* **EXERCISE DETAILS**:
Would you transcribe each entry exactly as it stands, omitting the pictures?

*** THE INPUT

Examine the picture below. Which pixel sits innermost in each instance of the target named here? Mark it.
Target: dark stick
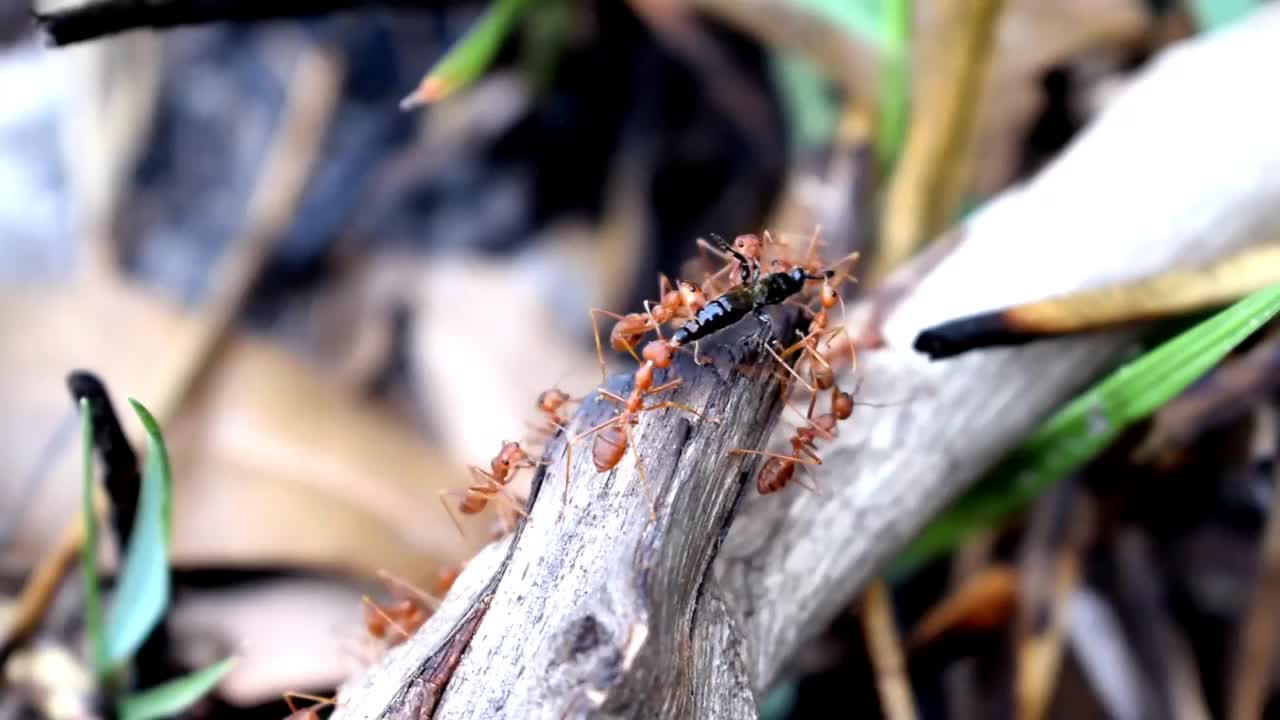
(120, 477)
(109, 17)
(123, 483)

******

* **OUTPUT FOR THIS TASK**:
Examine the picture below. Which pixel sits innermost in each instance of the target named here? Mark it.
Target: dark stick
(120, 477)
(109, 17)
(123, 483)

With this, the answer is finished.